● REQUIREMENT
Quote all of the data below exactly, please.

● PROVIDED ENTRIES
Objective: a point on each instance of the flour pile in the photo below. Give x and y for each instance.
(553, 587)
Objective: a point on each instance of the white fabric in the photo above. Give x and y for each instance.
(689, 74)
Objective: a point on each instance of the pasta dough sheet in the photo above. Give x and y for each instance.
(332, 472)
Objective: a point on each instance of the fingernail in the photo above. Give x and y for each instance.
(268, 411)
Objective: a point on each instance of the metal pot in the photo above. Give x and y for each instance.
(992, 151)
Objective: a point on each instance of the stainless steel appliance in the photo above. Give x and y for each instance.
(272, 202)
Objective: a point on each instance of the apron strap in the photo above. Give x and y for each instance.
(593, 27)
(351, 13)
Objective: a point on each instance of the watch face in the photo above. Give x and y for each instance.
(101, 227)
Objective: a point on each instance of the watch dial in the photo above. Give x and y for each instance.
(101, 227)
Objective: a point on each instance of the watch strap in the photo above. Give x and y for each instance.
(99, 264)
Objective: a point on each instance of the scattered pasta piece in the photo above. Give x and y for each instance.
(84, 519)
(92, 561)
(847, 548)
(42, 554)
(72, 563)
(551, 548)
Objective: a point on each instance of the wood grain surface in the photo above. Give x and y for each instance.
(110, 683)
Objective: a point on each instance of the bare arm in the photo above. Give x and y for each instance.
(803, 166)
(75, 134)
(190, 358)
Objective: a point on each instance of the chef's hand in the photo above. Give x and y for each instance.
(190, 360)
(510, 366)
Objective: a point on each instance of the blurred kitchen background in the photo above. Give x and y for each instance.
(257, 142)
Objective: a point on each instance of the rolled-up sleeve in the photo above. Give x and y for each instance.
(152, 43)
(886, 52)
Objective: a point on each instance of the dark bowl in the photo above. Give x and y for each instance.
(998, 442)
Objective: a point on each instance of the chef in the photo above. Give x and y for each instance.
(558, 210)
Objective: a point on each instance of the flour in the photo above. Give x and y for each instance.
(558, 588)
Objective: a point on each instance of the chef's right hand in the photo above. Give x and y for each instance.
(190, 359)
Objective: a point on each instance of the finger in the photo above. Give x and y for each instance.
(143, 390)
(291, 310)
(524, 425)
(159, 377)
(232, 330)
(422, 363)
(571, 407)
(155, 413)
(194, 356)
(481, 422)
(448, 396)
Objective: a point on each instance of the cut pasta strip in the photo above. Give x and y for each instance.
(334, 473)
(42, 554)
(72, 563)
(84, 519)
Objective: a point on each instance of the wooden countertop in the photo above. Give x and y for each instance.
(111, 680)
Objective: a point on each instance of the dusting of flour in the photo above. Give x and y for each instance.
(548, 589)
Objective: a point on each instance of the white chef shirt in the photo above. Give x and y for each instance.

● PROBLEM SOLUTION
Objective: a point on each instance of the flour pile in the photo below. Give x and y for each instance.
(553, 587)
Objective: a point on each instance of the white fabric in the photo above. Give x and y for each instance.
(689, 74)
Objective: a point on each instance of the pasta dough sheet in the photo above. Give x and y for each instance.
(332, 472)
Objective: a point on each instance of the fingernail in the photo above. Give x and y for each instance.
(268, 411)
Objective: a point on each instance of the metal pot in the photo above. Give x and y for each instance.
(992, 151)
Objective: a point on each instance of the stainless steel appliance in the photo above. Give x and y for each instance.
(272, 202)
Objective: a point on each instance of the apron strap in the photo above. Give x and y for each instance.
(593, 27)
(351, 13)
Objective: a point on each instance of the watch face in the photo above. Give x and y for each instance.
(101, 227)
Objective: a point on each instance of the watch dial in the photo above. Give x and y for each instance.
(101, 227)
Objective: a point on each instance of the watch strap in the photo above. Give x and y for each instance.
(99, 264)
Objective: a point on each instance of the scattered pasta piece in the photo above. Give x and y for each instance.
(84, 519)
(92, 561)
(847, 548)
(42, 554)
(72, 563)
(551, 548)
Objective: a point on each instance of the wood grain surface in the photo above. Give x and y for each instance.
(110, 683)
Objective: a point on each instance of the bare arm in the photo above. Give x and y for each instance.
(803, 166)
(75, 134)
(190, 358)
Objective: a point on each instance of the chef's hand in the photo above. Give x and y for each instance.
(190, 360)
(510, 366)
Objective: a point on each instance of the blurred kitchen background in the photo above. Give x and y for each instance.
(257, 142)
Objective: a point on each instance of the rolled-up sleeve in the photo above. Give x and y for each instance.
(152, 43)
(886, 52)
Objective: a point on each instance of the dark bowl in the photo above. Give x and y for each instance.
(998, 442)
Objective: a point on each instance of the chef in the photo above. Give x and y for each instance.
(558, 210)
Objective: a point on each instance of the flour in the photo above. Give x and y for each instance.
(558, 588)
Objective: a point on each instance of the chef's right hand in the photo above. Give x and y for each instance.
(190, 359)
Objective: a point on each instance of the finger in the photo above. Give x and y for each instance.
(143, 390)
(291, 310)
(524, 425)
(159, 377)
(232, 330)
(422, 363)
(571, 407)
(155, 413)
(194, 356)
(481, 422)
(448, 396)
Objective: a point on each instance of the cut pasta strip in the photo above. Give x and y for each instance.
(334, 473)
(42, 554)
(72, 563)
(84, 519)
Objective: a point on each instance of the wooden countertop in the photo above. Give x and y for each instance.
(111, 680)
Objective: a point on each instance of the dusting of flour in the photo above. Give x and y for each instance.
(548, 589)
Objective: a point on each instance of the white chef shirt in the photo above. Give x and y for each instance.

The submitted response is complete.